▶ _AIM OF THE EXERCISE_
Extract every line of the listing below and reproduce each one verbatim, from the first line to the last.

################

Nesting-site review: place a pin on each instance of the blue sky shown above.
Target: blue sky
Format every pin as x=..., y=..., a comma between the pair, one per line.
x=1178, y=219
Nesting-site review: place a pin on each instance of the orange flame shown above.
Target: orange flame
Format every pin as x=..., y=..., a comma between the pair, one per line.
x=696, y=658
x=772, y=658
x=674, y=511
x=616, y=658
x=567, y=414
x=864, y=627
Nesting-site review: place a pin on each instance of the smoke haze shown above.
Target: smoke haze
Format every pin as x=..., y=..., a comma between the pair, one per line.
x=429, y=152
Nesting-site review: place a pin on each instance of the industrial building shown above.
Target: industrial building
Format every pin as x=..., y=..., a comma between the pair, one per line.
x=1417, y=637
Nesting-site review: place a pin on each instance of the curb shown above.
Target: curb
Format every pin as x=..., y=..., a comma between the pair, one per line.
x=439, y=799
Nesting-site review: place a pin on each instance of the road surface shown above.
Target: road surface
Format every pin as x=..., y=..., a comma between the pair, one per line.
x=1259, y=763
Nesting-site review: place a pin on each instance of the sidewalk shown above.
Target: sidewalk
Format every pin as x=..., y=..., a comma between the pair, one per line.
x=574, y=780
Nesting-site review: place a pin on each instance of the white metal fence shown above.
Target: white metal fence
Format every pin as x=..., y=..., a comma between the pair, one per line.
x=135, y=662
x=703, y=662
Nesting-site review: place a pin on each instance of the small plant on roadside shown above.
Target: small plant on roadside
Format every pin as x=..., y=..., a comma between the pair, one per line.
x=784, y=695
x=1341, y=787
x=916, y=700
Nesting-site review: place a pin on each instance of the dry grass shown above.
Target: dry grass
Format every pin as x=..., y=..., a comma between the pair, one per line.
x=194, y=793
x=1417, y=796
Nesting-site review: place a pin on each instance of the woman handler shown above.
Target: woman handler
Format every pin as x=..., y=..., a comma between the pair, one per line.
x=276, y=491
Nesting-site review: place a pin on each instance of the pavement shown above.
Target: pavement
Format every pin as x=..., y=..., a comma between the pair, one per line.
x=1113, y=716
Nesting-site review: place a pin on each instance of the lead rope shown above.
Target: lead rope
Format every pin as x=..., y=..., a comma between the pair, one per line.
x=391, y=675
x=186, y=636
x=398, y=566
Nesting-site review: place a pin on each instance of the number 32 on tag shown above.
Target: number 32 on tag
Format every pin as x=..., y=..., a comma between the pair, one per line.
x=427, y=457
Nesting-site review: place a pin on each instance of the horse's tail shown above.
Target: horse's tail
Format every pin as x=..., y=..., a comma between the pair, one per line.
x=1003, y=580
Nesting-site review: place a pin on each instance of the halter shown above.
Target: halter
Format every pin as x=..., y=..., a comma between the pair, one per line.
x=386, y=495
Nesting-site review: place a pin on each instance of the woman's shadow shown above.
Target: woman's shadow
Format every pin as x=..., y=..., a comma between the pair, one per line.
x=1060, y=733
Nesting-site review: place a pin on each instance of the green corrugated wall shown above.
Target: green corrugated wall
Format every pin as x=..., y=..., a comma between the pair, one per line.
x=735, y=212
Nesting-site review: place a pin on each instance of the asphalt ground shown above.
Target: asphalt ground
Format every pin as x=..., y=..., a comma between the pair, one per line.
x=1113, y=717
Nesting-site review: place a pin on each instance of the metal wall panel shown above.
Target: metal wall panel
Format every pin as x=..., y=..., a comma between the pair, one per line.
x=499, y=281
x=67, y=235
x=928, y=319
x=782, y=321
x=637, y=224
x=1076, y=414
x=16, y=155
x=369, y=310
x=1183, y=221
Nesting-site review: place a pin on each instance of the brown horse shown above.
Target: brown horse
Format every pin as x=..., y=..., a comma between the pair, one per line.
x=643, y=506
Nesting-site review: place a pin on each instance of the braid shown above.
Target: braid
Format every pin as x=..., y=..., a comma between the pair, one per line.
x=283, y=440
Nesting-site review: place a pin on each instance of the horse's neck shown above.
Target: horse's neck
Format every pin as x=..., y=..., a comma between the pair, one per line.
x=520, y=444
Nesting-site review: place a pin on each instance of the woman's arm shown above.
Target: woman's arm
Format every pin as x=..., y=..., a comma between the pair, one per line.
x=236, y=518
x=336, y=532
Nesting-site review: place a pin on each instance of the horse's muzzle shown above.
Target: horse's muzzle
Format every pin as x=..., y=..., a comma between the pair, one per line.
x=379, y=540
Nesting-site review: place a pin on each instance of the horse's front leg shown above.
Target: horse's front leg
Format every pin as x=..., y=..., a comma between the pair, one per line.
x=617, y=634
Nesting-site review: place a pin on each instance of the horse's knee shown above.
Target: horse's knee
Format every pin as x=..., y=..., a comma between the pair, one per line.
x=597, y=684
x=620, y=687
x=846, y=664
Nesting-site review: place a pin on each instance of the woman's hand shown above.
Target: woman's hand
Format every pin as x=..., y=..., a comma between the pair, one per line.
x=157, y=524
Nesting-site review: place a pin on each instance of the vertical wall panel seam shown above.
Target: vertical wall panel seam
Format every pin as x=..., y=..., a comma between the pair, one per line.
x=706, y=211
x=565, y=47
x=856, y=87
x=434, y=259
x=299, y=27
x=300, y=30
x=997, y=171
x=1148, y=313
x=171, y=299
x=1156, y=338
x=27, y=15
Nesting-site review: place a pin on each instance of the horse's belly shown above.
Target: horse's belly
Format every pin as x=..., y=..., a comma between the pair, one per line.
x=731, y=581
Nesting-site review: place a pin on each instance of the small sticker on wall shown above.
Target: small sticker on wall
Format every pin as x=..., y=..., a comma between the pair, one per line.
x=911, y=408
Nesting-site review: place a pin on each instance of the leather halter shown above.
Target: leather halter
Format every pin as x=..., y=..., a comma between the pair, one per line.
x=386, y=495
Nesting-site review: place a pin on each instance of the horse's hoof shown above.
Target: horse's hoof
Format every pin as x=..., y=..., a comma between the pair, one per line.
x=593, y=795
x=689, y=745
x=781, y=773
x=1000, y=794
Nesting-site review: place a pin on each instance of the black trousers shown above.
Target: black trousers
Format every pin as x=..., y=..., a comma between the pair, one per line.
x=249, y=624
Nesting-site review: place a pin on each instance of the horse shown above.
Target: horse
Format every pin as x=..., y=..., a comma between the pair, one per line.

################

▶ _SOLUTION_
Nesting-site review: place a pin on each instance of the blue sky shown above.
Target: blue sky
Format every pin as x=..., y=..., a comma between the pair, one per line.
x=1178, y=219
Nesting-site review: place a pin on each instance of the orange flame shown above.
Target: orange flame
Format every pin as x=..., y=..., a comma between the pair, one per line.
x=696, y=658
x=772, y=658
x=674, y=511
x=616, y=658
x=567, y=414
x=864, y=627
Nesting-site review: place a pin on each instance of the smoke haze shown above.
Target: smoke haze
Format every pin as x=..., y=..., a comma between the pair, one per line.
x=429, y=152
Nesting-site review: place a pin on each instance of the industrial building shown above.
Target: industrial building
Format every pin as x=..., y=..., a comma between the pair, one per line.
x=1417, y=637
Nesting-site review: place a pin on each instance of the curb shown above.
Target: curb
Format every pin as x=..., y=..., a comma between the pair, one per line.
x=439, y=799
Nesting-site review: place a pin on each instance of the road surface shown above.
Target: road surface
Format every pin as x=..., y=..., a comma between the pair, one per line.
x=1259, y=763
Nesting-site review: place a pin on each instance of the sidewalk shown above.
Target: sidewalk
Format every pin as x=..., y=..., a comma between the pair, one per line.
x=574, y=780
Nesting-site review: place a pin on each instance of the white metal fence shown above.
Target: white metal fence
Format every pin as x=..., y=..., a comma between the pair, one per line.
x=135, y=662
x=703, y=662
Nesting-site review: place a pin on each instance of the small plant on roadside shown above.
Target: small plant on roadside
Format every pin as x=..., y=..., a comma between the pair, one per line.
x=784, y=695
x=1341, y=787
x=916, y=700
Nesting-site review: place a pin on each instance of the dry grass shown above.
Target: dry grass
Format every pin as x=..., y=..., a comma between the pair, one per line.
x=194, y=793
x=1417, y=796
Nesting-site review: place a pin on each instance of the woman handler shown above.
Target: woman handler
Format every pin as x=..., y=..., a comma between the pair, one per line.
x=276, y=491
Nesting-site review: place a pin on each instance of the pavement shown above.
Target: pavement
Format every pin as x=..., y=..., a comma between the pair, one per line.
x=1113, y=716
Nesting-site review: place a pin on each instance of the lead rope shown above.
Target: lead rope
Format every pin as x=..., y=..., a comma between the pair, one per line.
x=391, y=675
x=186, y=636
x=398, y=566
Nesting-site review: place a pin on each instance of the number 32 on tag shown above.
Target: number 32 on tag
Format every pin as x=..., y=..., a comma between the pair, one per line.
x=427, y=457
Nesting-site review: place a pin on each instance of the horse's tail shown above.
Target: horse's tail
Format every pin as x=..., y=..., a comma between the pair, one per line.
x=1003, y=580
Nesting-site review: place a pin on each instance of the halter shown above.
Target: halter
Format every pin as x=..., y=..., a comma between the pair, one per line.
x=386, y=495
Nesting-site review: place a pin on each instance of the woman's shadow shown above.
Target: woman's shadow
Format every pin as x=..., y=..., a comma between the pair, one per line.
x=1060, y=733
Nesting-site review: place a pin on each instance of the green corrugated wall shown above.
Target: green corrugated wall
Format every pin as x=..., y=..., a comma between the pair, one per line.
x=735, y=212
Nesting-site review: place a pin on each instance of the asphalt ground shown above.
Target: asphalt ground
Format every pin as x=..., y=..., a comma between the pair, one per line.
x=1113, y=717
Nesting-site review: place a pin on each instance of the metal wall panel shown above.
Target: metal wall panel
Format every pin as x=..., y=..., a comma between the pair, one per line.
x=499, y=281
x=67, y=235
x=928, y=319
x=782, y=321
x=637, y=224
x=1076, y=414
x=16, y=155
x=369, y=310
x=1183, y=221
Nesting-site review: place a pin on each instance of the brown horse shown above.
Target: brown horse
Format every pin as x=..., y=..., a comma between the pair, one per line.
x=643, y=506
Nesting-site review: place a pin on each instance of the braid shown above.
Target: braid
Format every pin as x=..., y=..., a comma between the pair, one per line.
x=283, y=440
Nesting-site review: place a pin on each instance of the horse's neck shown above.
Target: horse's neck
Format every pin as x=..., y=..., a comma between the pair, one per line.
x=520, y=444
Nesting-site review: place a pin on each instance of the woman's arm shown above.
Target: woman's arm
Format every pin as x=..., y=..., a comma between the pair, one per line.
x=236, y=518
x=336, y=532
Nesting-site review: place a pin on each instance of the horse's muzzle shown above.
Target: horse's muzzle
Format every pin as x=..., y=..., a comma between the pair, one per line.
x=379, y=540
Nesting-site review: place a pin on each instance of the horse's front leg shown above.
Target: horse's front leg
Format every pin as x=..., y=..., a comma between the pair, one per line.
x=617, y=634
Nesting-site review: place a pin on each instance of the horse's knee shown above.
Target: horse's knee
Format every pin as x=..., y=..., a comma between the pair, one per line.
x=597, y=684
x=620, y=687
x=846, y=664
Nesting-site review: place a pin on each instance of the woman's hand shown above.
Target: woman's hand
Format every pin as x=..., y=..., a comma between the pair, one per line.
x=157, y=524
Nesting-site review: place a pin on each instance of the vertical wall panel seam shown above.
Target: vertical wall panel seam
Format every pin as x=..., y=..., a comma between the pair, one per line.
x=706, y=211
x=565, y=47
x=856, y=87
x=434, y=259
x=299, y=27
x=300, y=30
x=997, y=171
x=1148, y=313
x=171, y=299
x=1156, y=338
x=27, y=15
Nesting-site review: place a pin on each instance of the horse's belly shown above.
Target: horse's belly
Format every pin as x=..., y=..., a comma between the pair, one per line.
x=731, y=581
Nesting-site review: place a pin on each instance of the small sticker on wall shown above.
Target: small sticker on wall
Format every pin as x=..., y=..., a comma between the pair, one per line.
x=911, y=408
Nesting-site review: place a pin on each instance of the leather halter shown above.
Target: leather halter
Format every pin as x=..., y=..., a comma between the pair, one per line.
x=386, y=495
Nesting-site review: place a pin on each instance of the horse's hoof shown above.
Target: horse's hoof
Format every pin as x=..., y=..., a comma between the pair, one per line.
x=593, y=795
x=689, y=745
x=781, y=773
x=1000, y=794
Nesting-site review: place a pin on each instance of the black trousers shown above.
Target: black trousers
Format every pin as x=..., y=..., a comma between the pair, one per line.
x=249, y=624
Nesting-site review: place a pin on each instance of the horse shown above.
Target: horse
Format every pin as x=..., y=..., a comma between the pair, one per line.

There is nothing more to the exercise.